------ QUOTED PASSAGE ------
Medical ethical dilemmas

Medical ethical dilemmas

This Sunday session at Euroanaesthesia addressed common ethical dilemmas within the clinical work setting. Two expert speakers provided insights into how to perceive the dilemma, how to deal with it and which resolving strategies could be approached.

In the first talk, Dr Hartmut Buerkle, MD Professor in Anesthesiology and Intensive Care Medicine at University Hospital Freiburg, Germany, addressed the often controversial issue of ‘do not resuscitate’ (DNR).

In November 2017 a letter to the editor (NEJM 2017; 377:2192-2193) —with the title “An Unconscious Patient with a DNR Tattoo”, authored by Holt and colleagues —described the very stressful situation of treating an unconscious person, whose presumed code-status preference led him to tattoo “Do Not Resuscitate” on his chest.

While this patient was treated initially with all possible medical care options, his condition still deteriorated. The DNR tattoo on his chest became an issue of greater discussion, which eventually resulted in a DNR advance directive and the patient died.

This case was covered widely by the media worldwide, and also prompted a discussion in national and international academic societies about the will of patients, the legality of tattoos, possible regretted decisions (the patient’s state of mind) at the time a tattoo was inked and, most prominent, about medical ethical issues.

“The foremost questions are within the controversy about formal versus non formal declaration of the individual´s will,” explains Professor Buerkle. “Legal and ethical issues about non-standardised advanced directives from tattoos will become more prominent in our therapeutic scenarios as tattoos become more prevalent in society.”

He added: “Advance directives have been standardised for good reasons, legally and ethically. Non-standardised advance directives are in this regard very problematic. Intuitively the moral weight will mostly favour acute care, since witholding lifesaving therapies may end with non-reversible status or death. Featuring the discussion about the DNR tattoo, one must also discuss the value and the conflicts of medical tattoos overall. Anaesthesiology and critical care medicine often encounter unconscious patients, who may benefit from a broader consent and comprehension about the patient´s tattoo – more than just the picture itself.”

In the second talk, Dr Paul McConnell of the Royal Alexandra Hospital in Paisley, Scotland, addressed an extremely emotive topic: suicide.

“Attempts at suicide can take many forms from overdoses to violent acts. When these patients present to us, we make an assumption; that they have acted without thought or lack the capacity to know what they have done and treat them regardless,” explained Dr McConnell. “The more violent the injuries, the more we are hardwired to attempt to save their lives, no matter the cost. But if we pause and think of what are actually trying to accomplish, we must ask ourselves: am I doing the right thing?”

His lecture explored many of the challenges that bubble under the surface of these difficult cases. “Can a person of sound mind commit suicide? Can (and should) I treat someone who has done so, if it is against their wishes? If my patient lacks capacity, I must act in their ‘best interests’, but what are those? Is life always the answer and what if that life will now be worse than the one which prompted their suicide attempt?”
------ SUPPLIED ENTRIES ------
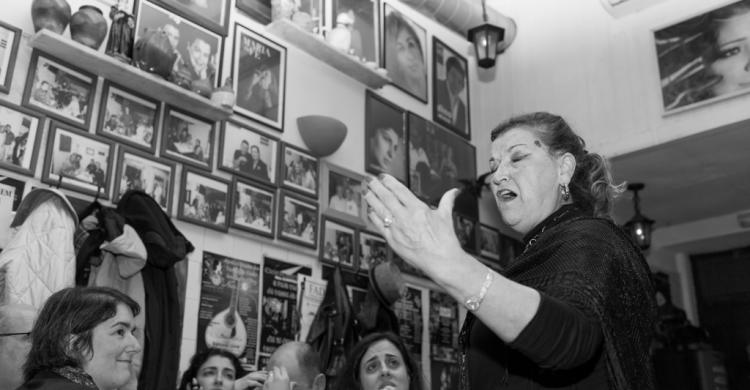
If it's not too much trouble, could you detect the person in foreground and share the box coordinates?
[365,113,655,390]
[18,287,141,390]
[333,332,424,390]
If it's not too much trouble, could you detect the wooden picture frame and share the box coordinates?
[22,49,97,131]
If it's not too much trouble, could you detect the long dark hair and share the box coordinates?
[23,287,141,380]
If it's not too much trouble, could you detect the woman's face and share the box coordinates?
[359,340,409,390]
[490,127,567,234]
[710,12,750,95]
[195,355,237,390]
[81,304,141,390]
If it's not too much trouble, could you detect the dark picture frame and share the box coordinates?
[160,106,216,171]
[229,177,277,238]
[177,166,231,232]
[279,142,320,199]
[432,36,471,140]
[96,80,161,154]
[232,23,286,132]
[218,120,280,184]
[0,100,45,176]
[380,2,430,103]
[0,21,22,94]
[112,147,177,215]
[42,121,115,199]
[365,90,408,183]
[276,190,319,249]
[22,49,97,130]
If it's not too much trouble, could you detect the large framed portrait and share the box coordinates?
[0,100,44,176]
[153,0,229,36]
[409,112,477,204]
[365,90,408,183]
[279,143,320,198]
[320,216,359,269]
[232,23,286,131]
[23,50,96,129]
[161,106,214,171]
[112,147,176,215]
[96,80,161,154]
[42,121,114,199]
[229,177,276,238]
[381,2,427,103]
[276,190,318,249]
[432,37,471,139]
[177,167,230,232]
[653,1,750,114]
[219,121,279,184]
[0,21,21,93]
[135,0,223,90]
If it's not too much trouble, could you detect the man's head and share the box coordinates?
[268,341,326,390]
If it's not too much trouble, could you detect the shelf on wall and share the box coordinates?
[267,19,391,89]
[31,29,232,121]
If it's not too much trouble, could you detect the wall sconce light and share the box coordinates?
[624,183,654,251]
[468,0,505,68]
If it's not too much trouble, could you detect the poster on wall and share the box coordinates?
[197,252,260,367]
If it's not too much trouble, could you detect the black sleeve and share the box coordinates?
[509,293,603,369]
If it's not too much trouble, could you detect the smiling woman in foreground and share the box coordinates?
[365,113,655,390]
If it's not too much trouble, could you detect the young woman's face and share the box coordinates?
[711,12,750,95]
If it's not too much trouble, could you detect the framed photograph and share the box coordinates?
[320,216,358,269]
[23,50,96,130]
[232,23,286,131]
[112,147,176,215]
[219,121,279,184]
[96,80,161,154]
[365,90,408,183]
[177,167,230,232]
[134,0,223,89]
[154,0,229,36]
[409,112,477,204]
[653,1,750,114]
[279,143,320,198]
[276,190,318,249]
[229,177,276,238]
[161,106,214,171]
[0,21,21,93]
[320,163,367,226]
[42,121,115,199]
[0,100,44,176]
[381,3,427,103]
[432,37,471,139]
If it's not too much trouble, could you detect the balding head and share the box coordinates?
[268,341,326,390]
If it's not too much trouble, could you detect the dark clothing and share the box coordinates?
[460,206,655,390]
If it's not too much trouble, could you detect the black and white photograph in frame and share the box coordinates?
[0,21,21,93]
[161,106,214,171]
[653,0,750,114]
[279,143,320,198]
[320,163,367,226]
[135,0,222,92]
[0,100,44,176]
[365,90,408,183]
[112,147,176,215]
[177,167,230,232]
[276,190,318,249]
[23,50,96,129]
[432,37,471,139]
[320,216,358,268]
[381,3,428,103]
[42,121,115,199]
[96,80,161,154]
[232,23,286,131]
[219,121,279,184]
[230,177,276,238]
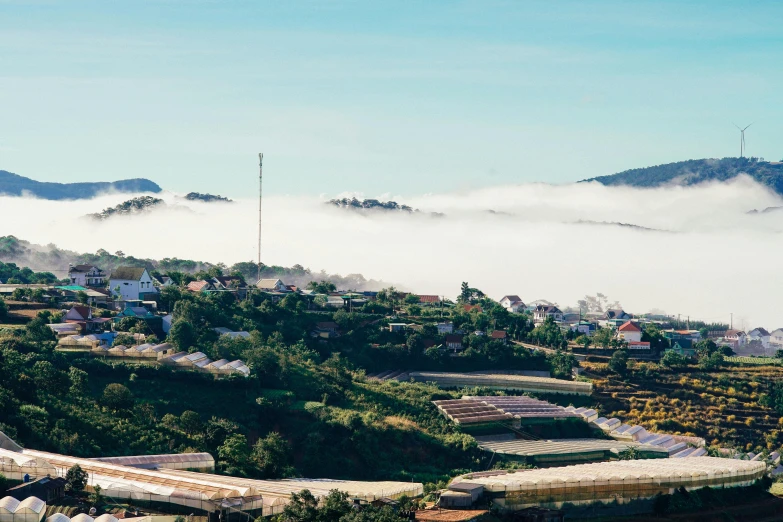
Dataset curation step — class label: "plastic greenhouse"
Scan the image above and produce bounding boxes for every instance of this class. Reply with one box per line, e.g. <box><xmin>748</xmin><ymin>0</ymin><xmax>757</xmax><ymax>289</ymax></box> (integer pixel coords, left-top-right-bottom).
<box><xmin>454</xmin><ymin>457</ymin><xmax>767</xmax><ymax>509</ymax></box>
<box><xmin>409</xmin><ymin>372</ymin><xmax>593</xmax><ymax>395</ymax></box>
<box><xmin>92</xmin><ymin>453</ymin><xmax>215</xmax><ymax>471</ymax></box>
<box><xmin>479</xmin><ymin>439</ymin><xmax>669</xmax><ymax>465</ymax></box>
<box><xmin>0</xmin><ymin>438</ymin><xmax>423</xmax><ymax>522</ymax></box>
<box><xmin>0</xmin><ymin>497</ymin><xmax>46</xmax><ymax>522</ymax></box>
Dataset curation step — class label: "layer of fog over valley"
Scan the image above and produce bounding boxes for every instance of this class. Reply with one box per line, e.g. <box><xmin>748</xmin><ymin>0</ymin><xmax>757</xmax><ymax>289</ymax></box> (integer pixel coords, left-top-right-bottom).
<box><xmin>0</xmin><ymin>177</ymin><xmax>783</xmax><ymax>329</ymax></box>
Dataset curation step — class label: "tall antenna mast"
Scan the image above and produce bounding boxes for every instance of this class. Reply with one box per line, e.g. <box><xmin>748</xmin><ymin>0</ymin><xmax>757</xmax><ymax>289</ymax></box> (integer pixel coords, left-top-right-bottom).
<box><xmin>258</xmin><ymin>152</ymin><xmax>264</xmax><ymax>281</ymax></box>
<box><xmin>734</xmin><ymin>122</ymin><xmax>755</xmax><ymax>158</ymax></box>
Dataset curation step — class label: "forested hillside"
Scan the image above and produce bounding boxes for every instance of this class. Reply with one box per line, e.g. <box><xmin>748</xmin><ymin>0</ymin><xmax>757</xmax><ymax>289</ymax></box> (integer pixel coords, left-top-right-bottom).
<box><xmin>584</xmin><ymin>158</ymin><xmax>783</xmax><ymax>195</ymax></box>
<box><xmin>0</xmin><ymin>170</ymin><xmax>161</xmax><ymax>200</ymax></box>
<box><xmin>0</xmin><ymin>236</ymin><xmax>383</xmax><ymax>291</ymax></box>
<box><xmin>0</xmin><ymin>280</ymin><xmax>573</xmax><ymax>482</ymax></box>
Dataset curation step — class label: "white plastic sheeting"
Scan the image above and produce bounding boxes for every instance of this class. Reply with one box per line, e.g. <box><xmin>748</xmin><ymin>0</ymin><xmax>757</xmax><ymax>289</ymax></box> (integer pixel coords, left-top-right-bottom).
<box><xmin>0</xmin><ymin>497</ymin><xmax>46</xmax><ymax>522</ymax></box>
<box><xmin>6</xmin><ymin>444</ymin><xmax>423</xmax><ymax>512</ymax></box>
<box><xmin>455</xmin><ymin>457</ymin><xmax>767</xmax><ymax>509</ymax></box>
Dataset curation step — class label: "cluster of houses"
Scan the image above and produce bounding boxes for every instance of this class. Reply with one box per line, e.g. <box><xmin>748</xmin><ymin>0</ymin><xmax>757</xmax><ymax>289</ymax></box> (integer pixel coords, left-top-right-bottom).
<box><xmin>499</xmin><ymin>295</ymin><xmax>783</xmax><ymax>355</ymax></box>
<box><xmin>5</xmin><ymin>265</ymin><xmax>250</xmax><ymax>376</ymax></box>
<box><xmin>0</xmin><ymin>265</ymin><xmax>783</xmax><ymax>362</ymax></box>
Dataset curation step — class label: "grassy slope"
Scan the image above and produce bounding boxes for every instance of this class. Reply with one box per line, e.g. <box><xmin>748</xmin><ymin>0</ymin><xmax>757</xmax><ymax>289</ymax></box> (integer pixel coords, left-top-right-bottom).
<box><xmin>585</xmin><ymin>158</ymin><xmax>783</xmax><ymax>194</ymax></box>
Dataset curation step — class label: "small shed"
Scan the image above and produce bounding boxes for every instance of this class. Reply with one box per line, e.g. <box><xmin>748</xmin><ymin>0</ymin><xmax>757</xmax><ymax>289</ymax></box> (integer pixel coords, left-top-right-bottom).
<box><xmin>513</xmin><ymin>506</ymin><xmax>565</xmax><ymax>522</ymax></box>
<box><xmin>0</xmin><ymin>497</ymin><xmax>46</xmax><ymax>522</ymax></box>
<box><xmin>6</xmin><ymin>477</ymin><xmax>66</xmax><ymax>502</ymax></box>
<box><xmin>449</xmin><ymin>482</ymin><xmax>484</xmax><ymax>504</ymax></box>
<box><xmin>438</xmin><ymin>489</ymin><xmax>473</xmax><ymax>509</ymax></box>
------
ACTIVITIES
(A) From the article on medical ethical dilemmas, quote the passage between "This Sunday session" and "not resuscitate’ (DNR).", inclusive.
(B) In the article on medical ethical dilemmas, what words did the unconscious patient have tattooed on his chest?

RESPONSE LIST
(A)
This Sunday session at Euroanaesthesia addressed common ethical dilemmas within the clinical work setting. Two expert speakers provided insights into how to perceive the dilemma, how to deal with it and which resolving strategies could be approached.

In the first talk, Dr Hartmut Buerkle, MD Professor in Anesthesiology and Intensive Care Medicine at University Hospital Freiburg, Germany, addressed the often controversial issue of ‘do not resuscitate’ (DNR).

(B) "Do Not Resuscitate"